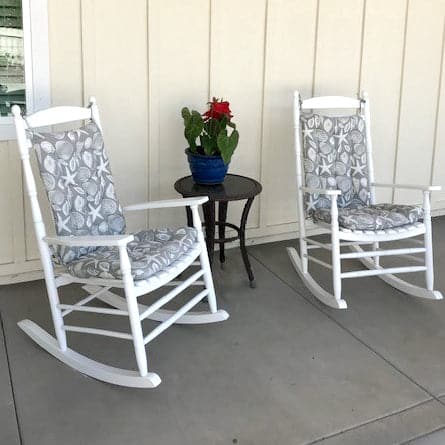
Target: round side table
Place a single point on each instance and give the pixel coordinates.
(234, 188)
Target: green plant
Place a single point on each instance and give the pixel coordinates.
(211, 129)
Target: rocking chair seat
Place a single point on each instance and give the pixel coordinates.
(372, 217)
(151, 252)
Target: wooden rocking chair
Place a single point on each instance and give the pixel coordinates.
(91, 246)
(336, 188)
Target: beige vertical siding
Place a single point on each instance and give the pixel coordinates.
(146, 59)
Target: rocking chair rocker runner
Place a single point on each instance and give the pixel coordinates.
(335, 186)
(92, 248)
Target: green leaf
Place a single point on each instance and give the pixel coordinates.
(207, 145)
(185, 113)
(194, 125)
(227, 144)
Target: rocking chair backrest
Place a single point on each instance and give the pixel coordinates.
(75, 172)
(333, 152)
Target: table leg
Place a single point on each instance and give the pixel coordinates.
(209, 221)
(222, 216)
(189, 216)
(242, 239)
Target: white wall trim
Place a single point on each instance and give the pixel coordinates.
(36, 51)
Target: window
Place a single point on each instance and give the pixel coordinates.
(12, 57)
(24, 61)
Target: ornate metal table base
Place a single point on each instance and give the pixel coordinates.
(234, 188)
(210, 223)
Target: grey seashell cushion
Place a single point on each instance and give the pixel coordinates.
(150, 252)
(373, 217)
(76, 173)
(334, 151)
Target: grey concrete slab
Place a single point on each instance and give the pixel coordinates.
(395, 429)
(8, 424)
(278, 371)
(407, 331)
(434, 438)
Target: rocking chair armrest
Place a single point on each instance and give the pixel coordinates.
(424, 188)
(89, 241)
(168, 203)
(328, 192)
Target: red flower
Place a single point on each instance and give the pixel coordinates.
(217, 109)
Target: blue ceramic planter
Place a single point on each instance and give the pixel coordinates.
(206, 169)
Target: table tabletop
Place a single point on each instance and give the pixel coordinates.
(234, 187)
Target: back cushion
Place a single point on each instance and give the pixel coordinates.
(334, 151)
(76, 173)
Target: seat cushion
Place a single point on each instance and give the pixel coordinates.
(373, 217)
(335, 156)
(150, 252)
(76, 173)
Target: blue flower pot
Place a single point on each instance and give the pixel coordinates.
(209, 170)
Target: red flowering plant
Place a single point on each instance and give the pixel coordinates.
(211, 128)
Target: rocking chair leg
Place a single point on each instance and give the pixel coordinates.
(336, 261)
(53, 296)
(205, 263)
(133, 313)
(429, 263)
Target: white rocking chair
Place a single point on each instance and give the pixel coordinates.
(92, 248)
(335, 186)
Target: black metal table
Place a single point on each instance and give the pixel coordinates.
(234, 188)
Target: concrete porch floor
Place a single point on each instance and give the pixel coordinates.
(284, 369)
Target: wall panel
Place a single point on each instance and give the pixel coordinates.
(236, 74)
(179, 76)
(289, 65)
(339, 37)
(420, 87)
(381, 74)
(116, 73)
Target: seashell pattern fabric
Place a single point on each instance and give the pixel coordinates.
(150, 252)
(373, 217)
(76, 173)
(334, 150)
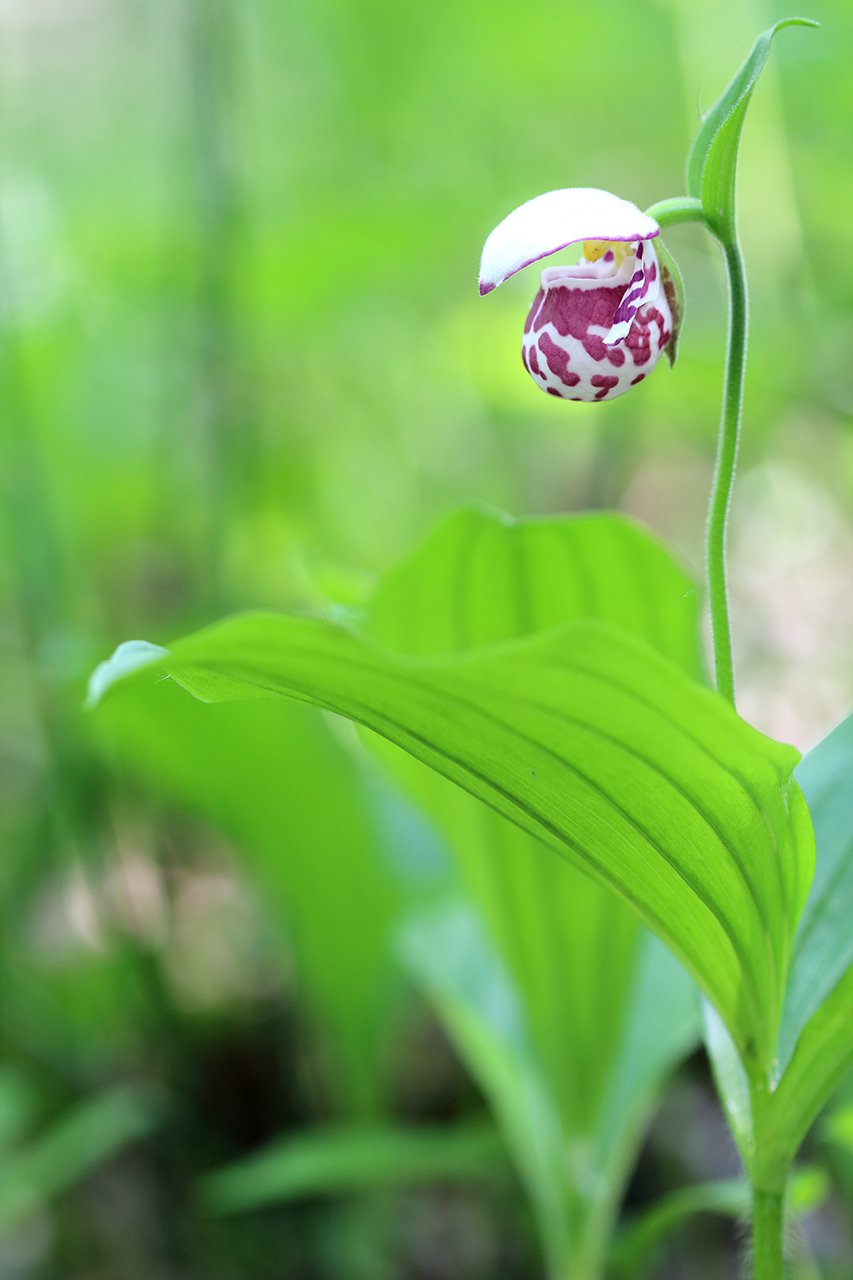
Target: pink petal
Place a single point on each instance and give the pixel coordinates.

Your assignment:
Copy the data word for word. Pictures do not go in the copy.

Solution:
Target: round side table
Place a single point on each instance and give the pixel coordinates.
(234, 188)
Target: green plant
Place a single point on each instance and give the pixel coordinates.
(211, 129)
Target: rocking chair seat
Place a single point on each instance and give the pixel coordinates.
(372, 217)
(151, 252)
Target: wooden rocking chair
Place a single point on each instance and give the pixel coordinates.
(91, 246)
(336, 188)
Target: beige vertical siding
Place a single point on each instance and give the pixel coordinates.
(146, 59)
Target: rocking chair rocker runner
Place a single point on each instance and give the pixel coordinates.
(335, 186)
(92, 248)
Target: green leaf
Place a single point on each instance and give the pixel coordinates.
(207, 145)
(185, 113)
(194, 125)
(227, 144)
Target: rocking chair backrest
Place a single point on each instance and give the pixel coordinates.
(75, 172)
(333, 152)
Target: table leg
Place a single point on each instance and give the pixel coordinates.
(209, 221)
(222, 216)
(189, 216)
(242, 239)
Target: white wall trim
Place a single point on each instance and give the pixel coordinates.
(36, 51)
Target: window
Place a single point on each instance and give the pixel coordinates.
(12, 57)
(24, 61)
Target: ornate metal table base
Place a single point on each instance and give the pixel coordinates.
(234, 188)
(210, 223)
Target: grey seashell cushion
Place a single point on each instance and give the pixel coordinates.
(150, 252)
(373, 217)
(76, 173)
(334, 151)
Target: grey concrete slab
Place a single point on each instance and give the pixel coordinates.
(395, 429)
(8, 424)
(278, 371)
(407, 331)
(434, 438)
Target: rocking chair armrest
Place a single point on each instance and give the pixel coordinates.
(424, 188)
(89, 241)
(168, 203)
(328, 192)
Target: red flower
Place a single point on each instance and give the pixel coordinates.
(217, 109)
Target: blue ceramic planter
Place a single point on each instance and give the pixel coordinates.
(206, 169)
Target: table tabletop
Place a single point on each instance and give the pixel coordinates.
(234, 187)
Target: back cushion
Place a single point on each instance and give the pixel coordinates.
(334, 151)
(76, 173)
Target: seat cushion
Place a single point on each instance and give the pixel coordinates.
(373, 217)
(335, 156)
(150, 252)
(76, 173)
Target: blue flower pot
Place a single point on each instance and give the pixel coordinates.
(209, 170)
Target: red flowering plant
Place a single point on each instance and give the pixel coordinates.
(211, 128)
Target: rocking chair leg
Place a single point on each instance and give the pixel coordinates.
(336, 261)
(53, 296)
(205, 263)
(133, 313)
(429, 263)
Target: white rocking chair
Place a single point on each instance and give the pixel coordinates.
(92, 248)
(335, 186)
Target: black metal table
Place a single point on each instance and give the pixel coordinates.
(234, 188)
Target: concrete porch floor
Place a single point on each instance and give the pixel coordinates.
(284, 369)
Target: wall panel
Place a single point on each instance and give the pixel coordinates.
(236, 74)
(179, 76)
(289, 65)
(339, 37)
(420, 87)
(381, 74)
(116, 73)
Target: seashell pattern fabric
Place a single point on each instance and give the pixel coordinates.
(150, 252)
(373, 217)
(76, 173)
(334, 150)
Target: pink petal
Place a single point on each instance and give the pixel coordinates.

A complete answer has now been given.